start Given records

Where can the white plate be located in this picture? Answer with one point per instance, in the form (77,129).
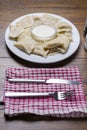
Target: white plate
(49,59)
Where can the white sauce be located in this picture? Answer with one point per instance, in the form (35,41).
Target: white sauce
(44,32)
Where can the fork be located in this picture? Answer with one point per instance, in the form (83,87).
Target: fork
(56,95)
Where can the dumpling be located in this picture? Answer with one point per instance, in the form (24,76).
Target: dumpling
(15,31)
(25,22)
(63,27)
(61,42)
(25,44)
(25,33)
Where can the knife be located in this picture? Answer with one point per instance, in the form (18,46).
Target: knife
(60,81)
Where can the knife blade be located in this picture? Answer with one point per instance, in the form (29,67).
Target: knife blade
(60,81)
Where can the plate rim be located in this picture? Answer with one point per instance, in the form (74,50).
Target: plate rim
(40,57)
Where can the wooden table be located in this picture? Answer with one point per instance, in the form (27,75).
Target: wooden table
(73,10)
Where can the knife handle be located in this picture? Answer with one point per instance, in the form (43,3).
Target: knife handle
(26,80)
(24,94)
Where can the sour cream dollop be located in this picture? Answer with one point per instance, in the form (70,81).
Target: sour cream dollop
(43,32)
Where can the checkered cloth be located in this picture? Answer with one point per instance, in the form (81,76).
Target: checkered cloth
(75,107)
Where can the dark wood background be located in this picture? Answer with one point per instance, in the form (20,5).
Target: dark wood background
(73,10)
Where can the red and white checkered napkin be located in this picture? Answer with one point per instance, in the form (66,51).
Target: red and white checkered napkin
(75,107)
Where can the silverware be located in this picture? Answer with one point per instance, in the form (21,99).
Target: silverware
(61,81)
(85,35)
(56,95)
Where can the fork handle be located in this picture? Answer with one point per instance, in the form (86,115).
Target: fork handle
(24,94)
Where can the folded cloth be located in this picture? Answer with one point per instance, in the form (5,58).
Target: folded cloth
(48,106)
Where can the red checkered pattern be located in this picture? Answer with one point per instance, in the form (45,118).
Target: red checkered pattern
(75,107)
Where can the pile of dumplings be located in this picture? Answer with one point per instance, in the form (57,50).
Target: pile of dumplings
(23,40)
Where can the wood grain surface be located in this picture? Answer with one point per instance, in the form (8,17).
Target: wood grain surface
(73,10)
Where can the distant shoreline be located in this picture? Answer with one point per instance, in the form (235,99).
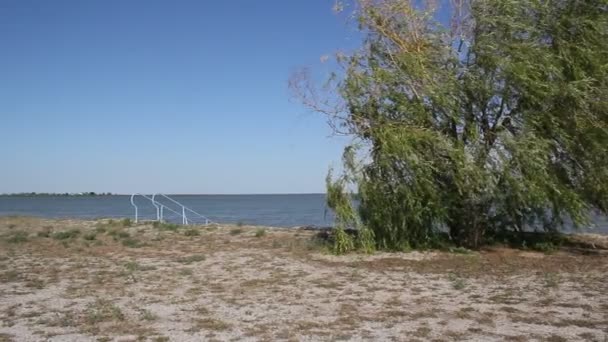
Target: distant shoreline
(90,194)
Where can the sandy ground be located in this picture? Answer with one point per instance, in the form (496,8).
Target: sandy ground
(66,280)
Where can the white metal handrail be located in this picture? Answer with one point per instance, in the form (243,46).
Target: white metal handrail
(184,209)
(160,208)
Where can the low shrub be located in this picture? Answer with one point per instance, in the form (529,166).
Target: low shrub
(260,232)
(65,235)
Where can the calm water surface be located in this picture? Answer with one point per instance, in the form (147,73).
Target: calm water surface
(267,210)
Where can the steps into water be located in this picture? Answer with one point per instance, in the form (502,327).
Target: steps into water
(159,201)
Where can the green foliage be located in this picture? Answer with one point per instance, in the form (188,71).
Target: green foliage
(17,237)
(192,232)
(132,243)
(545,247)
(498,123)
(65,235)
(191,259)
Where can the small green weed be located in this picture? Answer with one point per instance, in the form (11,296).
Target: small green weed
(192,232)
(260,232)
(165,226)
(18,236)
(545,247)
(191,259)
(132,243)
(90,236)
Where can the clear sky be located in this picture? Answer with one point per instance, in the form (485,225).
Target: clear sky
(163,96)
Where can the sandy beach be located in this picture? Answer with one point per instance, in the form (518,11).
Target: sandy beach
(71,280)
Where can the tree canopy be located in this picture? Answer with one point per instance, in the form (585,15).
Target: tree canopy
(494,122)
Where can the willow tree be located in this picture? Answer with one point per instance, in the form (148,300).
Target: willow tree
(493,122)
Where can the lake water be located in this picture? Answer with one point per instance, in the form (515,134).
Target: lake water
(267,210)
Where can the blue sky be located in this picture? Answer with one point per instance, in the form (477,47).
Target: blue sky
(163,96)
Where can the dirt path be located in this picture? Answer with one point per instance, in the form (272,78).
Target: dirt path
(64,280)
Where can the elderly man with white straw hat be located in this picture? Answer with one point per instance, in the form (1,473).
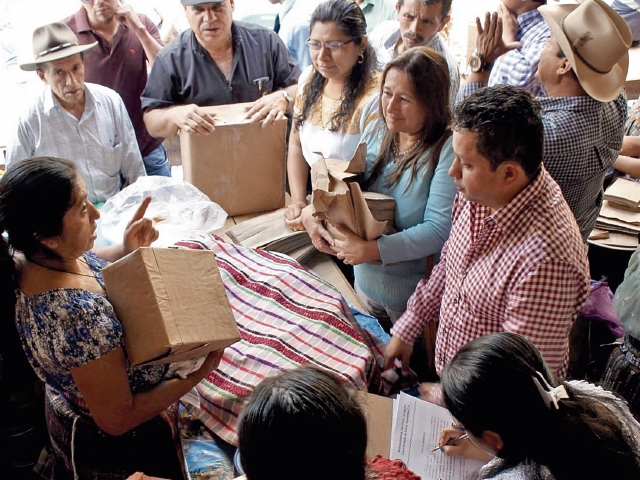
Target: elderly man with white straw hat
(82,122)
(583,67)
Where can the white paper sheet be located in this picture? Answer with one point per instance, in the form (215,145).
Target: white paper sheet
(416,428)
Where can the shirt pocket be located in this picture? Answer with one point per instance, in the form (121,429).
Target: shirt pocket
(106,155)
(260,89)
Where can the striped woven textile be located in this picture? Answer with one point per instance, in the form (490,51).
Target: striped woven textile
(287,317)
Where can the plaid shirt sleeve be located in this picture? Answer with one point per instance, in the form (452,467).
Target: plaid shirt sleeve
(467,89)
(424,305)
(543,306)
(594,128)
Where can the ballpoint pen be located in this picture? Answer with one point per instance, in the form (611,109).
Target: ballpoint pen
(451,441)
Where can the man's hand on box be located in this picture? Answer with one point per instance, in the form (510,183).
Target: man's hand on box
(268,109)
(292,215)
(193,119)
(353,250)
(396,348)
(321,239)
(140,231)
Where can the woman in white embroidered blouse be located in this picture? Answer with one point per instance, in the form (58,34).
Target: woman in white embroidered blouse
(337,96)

end Given records

**Work to be completed**
Your task is to repeat the data above exactly while excluding the pictures.

**Written answer**
Where can the white plate be located in this picture? Answer with one point per instance, in the form (77,129).
Target: white plate
(49,59)
Where can the white sauce be located in this picture? Answer with one point per instance, in the form (35,41).
Target: white sauce
(44,32)
Where can the fork be located in this picture? Answer with one point per instance, in the form (83,87).
Target: fork
(56,95)
Where can the dumpling be located in this picture? Answer with one point per instance, in the form (24,76).
Target: dumpling
(15,31)
(25,22)
(63,27)
(61,42)
(25,44)
(25,33)
Where can the knife be located in this picture? Answer with one point per instance, in the form (18,46).
Target: knife
(60,81)
Where can the knife blade be located in this picture? Answer with one point per instance, in the form (29,67).
Target: knife blade
(60,81)
Where can the plate rim be located in this picture? Answer with one point per instance, in the form (74,50).
Target: plate rim
(40,57)
Where can the wooden table be located in this picture? Answer with one point per instance, in the form (27,75).
Target: wooden table
(73,10)
Where can the knife handle be located in this picture? Answer with one point per instance, in the form (43,3).
Target: knife handle
(26,80)
(24,94)
Where can the sour cream dollop be located in this picture? Answer with one point per instance, in the form (70,81).
Target: sour cream dollop
(43,32)
Where can the checkered cloth be located in this picture? Answer with one point per instance, in the form (81,76).
Target: checkered cloth
(75,107)
Where can the dark wood background be located in this picture? Answer with one point per instance, in the form (20,5).
Target: dark wood background
(73,10)
Where can the red and white checkered napkin be located in this picture? Answer with one point per instance, in the form (66,51).
Target: red and white checkered napkin
(75,107)
Where can the silverware be located in this picture? Answer with one point per instance, in the form (21,99).
Target: silverware
(61,81)
(85,35)
(56,95)
Where can the fork handle be located in this picture? Answer with one point per instance, in the form (86,115).
Target: fork handle
(24,94)
Where can the folded cloth be located in this picture? Answer with one point per instance, in the form (5,58).
Target: folded cloth
(48,106)
Where can the red checkered pattern be located in this picture? Answer with one point per instance, in the form (45,118).
Target: red checkered pattern
(75,107)
Where can the pile of dumplings be located in this picture? Answer with one point per instance, in the form (57,50).
Target: pile of dumplings
(23,40)
Where can the wood grain surface be located in this picture? Answer with one point per instance, in the form (8,17).
Target: wood grain surface
(73,10)
Where can the distant shoreline be located in this picture? Answer with one point per instance, in the form (235,99).
Target: distant shoreline
(90,194)
Where can the sandy ground be located in this picture? Answer with one point per instance, in the form (496,8).
Target: sandy ground
(66,280)
Where can the white metal handrail be located in this picture? Answer with one point per instance, in the form (243,46).
Target: white metal handrail
(184,209)
(160,208)
Where can the low shrub be located in this picture? Answer with one point per instance, in the form (529,166).
Target: low shrub
(260,232)
(65,235)
Where can the calm water surface be located in this picture? Answer with one point per instance, in the form (147,73).
Target: calm water surface
(267,210)
Where can the steps into water be located in this picture? Answer with one point per instance, in the form (502,327).
Target: steps into water
(159,201)
Where can the green foliage be located in this picture? Answer with one point per instance, in the form (188,71).
Target: green foliage
(17,237)
(192,232)
(132,243)
(545,247)
(498,123)
(65,235)
(191,259)
Where can the small green weed be located in this picture? Answer with one point per instance, in the form (11,296).
Target: small green weed
(192,232)
(260,232)
(165,226)
(18,236)
(545,247)
(191,259)
(132,243)
(90,236)
Where can the clear sky be located in this picture? Answer with one point per instance, in the form (485,225).
Target: clear sky
(163,96)
Where can the sandy beach be located in this picture? Answer with one point per instance, in the form (518,11).
Target: sandy beach
(71,280)
Where can the tree canopy be located in this picture? Answer with one point per instance, in the form (585,15).
Target: tree canopy
(494,122)
Where can the willow tree be located in this picture? Answer with one point per instance, in the form (148,300).
Target: willow tree
(493,122)
Where can the lake water be located in this picture? Answer with one point per instance, in the form (515,134).
Target: lake water
(267,210)
Where can the blue sky be located in this picture? Answer with one point per instance, in the form (477,47).
Target: blue sky
(163,96)
Where can the dirt path be located in this picture? Answer with one point per instance, in the form (272,78).
Target: dirt path
(64,280)
Where can the elderly man with white straw hat be located in this picture? Answer with one point per instance, in the form (1,473).
Target: elderly man with white straw hat
(82,122)
(583,67)
Where can the white paper sheet be located in this picture? Answer with one point per instance, in the form (215,145).
Target: white paper sheet
(416,428)
Where can the shirt pocket be located in this picture? Answer with one point per instance, in the form (121,429).
Target: shirt pocket
(106,155)
(260,89)
Where can the striped woven textile be located in this picture? Answer with one point per instance, in the form (490,51).
Target: striped woven textile
(287,317)
Where can the plaid shirt sleeve be located in this picture? Answer with one point per instance, in the form (452,467).
Target: plaid shirt sleeve
(467,89)
(424,305)
(543,306)
(594,128)
Where can the ballpoint pen be located in this picture? Answer with one point per instance, in the form (611,109).
Target: ballpoint pen
(451,441)
Where can the man's hand on box be located in this picture? Answer with one point per instance, in the form (510,183).
Target: man's hand on box
(268,109)
(292,215)
(193,119)
(353,250)
(396,348)
(321,239)
(140,231)
Where can the woman in white embroidered blouse be located in this picture? Answer with one point per instance, in the form (58,34).
Target: woman in white embroidered blouse
(337,96)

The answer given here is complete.